((

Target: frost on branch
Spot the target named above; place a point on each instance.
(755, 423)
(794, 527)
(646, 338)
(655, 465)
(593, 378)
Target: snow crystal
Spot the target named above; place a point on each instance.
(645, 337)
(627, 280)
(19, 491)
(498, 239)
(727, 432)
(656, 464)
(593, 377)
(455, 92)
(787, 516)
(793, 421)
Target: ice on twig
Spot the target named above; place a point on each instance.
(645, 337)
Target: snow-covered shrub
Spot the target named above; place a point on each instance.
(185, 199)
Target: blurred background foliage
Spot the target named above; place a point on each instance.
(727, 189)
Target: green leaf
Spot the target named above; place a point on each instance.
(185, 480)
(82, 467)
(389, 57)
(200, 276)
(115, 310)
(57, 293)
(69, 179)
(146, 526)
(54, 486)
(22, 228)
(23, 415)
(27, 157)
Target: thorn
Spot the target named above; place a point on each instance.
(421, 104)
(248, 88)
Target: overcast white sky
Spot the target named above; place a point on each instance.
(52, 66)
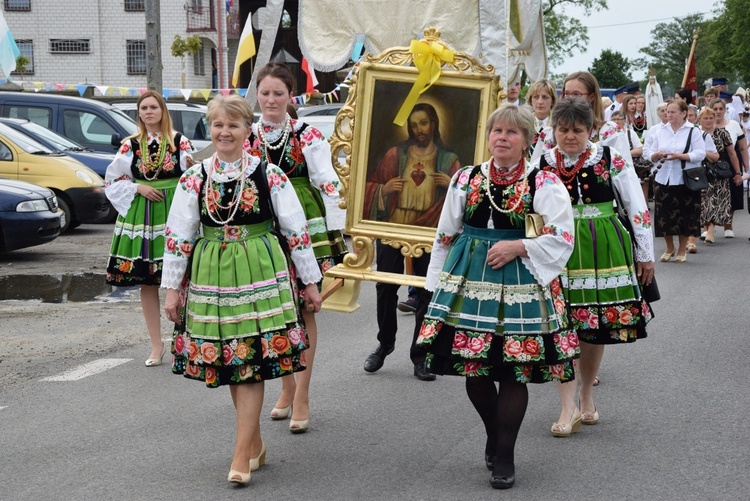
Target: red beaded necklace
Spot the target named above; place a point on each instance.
(513, 175)
(565, 175)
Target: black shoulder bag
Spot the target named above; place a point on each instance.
(695, 178)
(721, 169)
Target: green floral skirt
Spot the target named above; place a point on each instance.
(482, 320)
(240, 323)
(329, 246)
(600, 283)
(135, 255)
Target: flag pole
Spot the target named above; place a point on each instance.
(690, 57)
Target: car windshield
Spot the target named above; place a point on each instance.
(125, 121)
(23, 141)
(61, 143)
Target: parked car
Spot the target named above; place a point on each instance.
(319, 110)
(189, 119)
(98, 161)
(93, 124)
(79, 190)
(28, 215)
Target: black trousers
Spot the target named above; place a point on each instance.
(390, 260)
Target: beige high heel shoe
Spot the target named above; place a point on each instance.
(237, 477)
(279, 414)
(567, 429)
(590, 417)
(260, 460)
(299, 426)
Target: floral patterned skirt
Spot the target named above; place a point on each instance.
(716, 203)
(329, 246)
(482, 320)
(135, 255)
(240, 320)
(600, 283)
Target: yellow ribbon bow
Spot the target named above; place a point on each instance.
(428, 58)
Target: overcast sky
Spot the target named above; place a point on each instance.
(626, 27)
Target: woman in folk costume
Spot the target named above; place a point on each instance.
(542, 97)
(583, 85)
(140, 184)
(239, 319)
(497, 314)
(601, 280)
(304, 155)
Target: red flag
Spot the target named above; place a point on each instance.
(312, 81)
(691, 80)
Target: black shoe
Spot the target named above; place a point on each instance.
(501, 482)
(377, 357)
(408, 306)
(504, 480)
(421, 373)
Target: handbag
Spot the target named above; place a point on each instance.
(695, 178)
(650, 292)
(642, 166)
(723, 169)
(534, 225)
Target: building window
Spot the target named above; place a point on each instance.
(26, 47)
(135, 5)
(136, 55)
(199, 64)
(70, 46)
(17, 5)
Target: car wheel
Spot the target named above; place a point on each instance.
(67, 218)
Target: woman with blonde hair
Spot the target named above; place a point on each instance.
(140, 184)
(583, 85)
(602, 277)
(238, 323)
(481, 264)
(542, 97)
(674, 147)
(302, 152)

))

### DIRECTIONS FOR THIS TASK
Rewrite all of the material above as a JSON list of strings, one string per line with blank lines skipped, and leave the picture out.

### ANSWER TO THE TASK
[
  "Target: frost on branch",
  "Spot the target named above; place a point on each instance.",
  "(755, 423)",
  "(794, 527)",
  "(646, 338)",
  "(655, 465)",
  "(593, 378)",
  "Target: snow crystal",
  "Spot the target named above; place a point on each instance.",
  "(645, 337)",
  "(627, 280)",
  "(19, 491)",
  "(498, 239)",
  "(727, 432)",
  "(656, 464)",
  "(593, 377)",
  "(455, 92)",
  "(787, 516)",
  "(793, 421)",
  "Target: ice on twig",
  "Spot the target named above; place a point on each instance.",
  "(645, 337)",
  "Target: snow-covered shrub",
  "Spot the target named above; place a point on each instance.",
  "(185, 199)",
  "Target: blurred background foliage",
  "Spot the target named above; place a point on each instance.",
  "(727, 189)",
  "Target: green leaf",
  "Spot the target named above; place a point on each instance.",
  "(185, 480)",
  "(82, 467)",
  "(389, 57)",
  "(200, 276)",
  "(115, 310)",
  "(57, 293)",
  "(69, 179)",
  "(146, 526)",
  "(54, 486)",
  "(22, 228)",
  "(23, 415)",
  "(27, 157)",
  "Target: thorn",
  "Spot the target named above; place a point on each instance.",
  "(421, 104)",
  "(248, 88)",
  "Target: overcast white sky",
  "Spot the target named above; place a point on each instance.",
  "(52, 66)",
  "Target: red beaded necklace",
  "Spot the target named above; place a point on each instance.",
  "(513, 175)",
  "(565, 175)",
  "Target: black shoulder bag",
  "Spot the target named above; place a point on each instance.",
  "(695, 178)",
  "(721, 169)",
  "Target: green floral skirt",
  "Spot the target named above; place a point on each instance.",
  "(482, 320)",
  "(240, 323)",
  "(329, 246)",
  "(600, 283)",
  "(135, 255)",
  "Target: flag pole",
  "Spot the target named above; place a point on each instance.",
  "(690, 57)",
  "Target: car windshield",
  "Spot the target named above; place a point on each instance.",
  "(125, 121)",
  "(23, 141)",
  "(61, 143)",
  "Target: parked car",
  "Spot the target named above; place a point on each instance.",
  "(319, 110)",
  "(189, 119)",
  "(98, 161)",
  "(93, 124)",
  "(79, 190)",
  "(28, 215)",
  "Target: black trousers",
  "Spot the target named above; place a point on each instance.",
  "(390, 260)",
  "Target: beige high heel shoe",
  "Spot the target named above; place a point on each instance.",
  "(237, 477)",
  "(279, 414)",
  "(567, 429)",
  "(590, 417)",
  "(260, 460)",
  "(299, 426)",
  "Target: floral patterned skirt",
  "Spot the target named above; place a point on each instance.",
  "(716, 203)",
  "(329, 246)",
  "(482, 320)",
  "(135, 255)",
  "(240, 320)",
  "(600, 283)",
  "Target: yellow ribbon bow",
  "Spot the target named above; place a point on each instance.",
  "(428, 58)",
  "Target: overcast sky",
  "Spot the target named above; place a point on each instance.",
  "(626, 27)",
  "Target: woman in folk costume",
  "Spot the target named above; place a point on each instance.",
  "(542, 97)",
  "(583, 85)",
  "(140, 184)",
  "(239, 319)",
  "(497, 314)",
  "(601, 280)",
  "(304, 155)",
  "Target: red flag",
  "Spot the target named above; place a point on each instance.",
  "(312, 81)",
  "(691, 80)",
  "Target: black shoe",
  "Spot the target named above; place a point on each instance.",
  "(501, 482)",
  "(377, 357)",
  "(408, 306)",
  "(504, 480)",
  "(421, 373)",
  "Target: handbag",
  "Spot the target named above; place a point on each instance.",
  "(695, 178)",
  "(650, 292)",
  "(642, 166)",
  "(723, 169)",
  "(534, 225)",
  "Target: building window",
  "Spot the target named above; place a point on each instance.",
  "(26, 47)",
  "(135, 5)",
  "(136, 55)",
  "(199, 64)",
  "(70, 46)",
  "(17, 5)",
  "Target: car wheel",
  "Spot the target named above; place a point on each instance.",
  "(67, 218)",
  "Target: woman with blonde hair",
  "Spot the target named above; place a point on each instance.",
  "(140, 184)",
  "(583, 85)",
  "(602, 277)",
  "(238, 323)",
  "(481, 264)",
  "(542, 97)",
  "(674, 147)",
  "(302, 152)"
]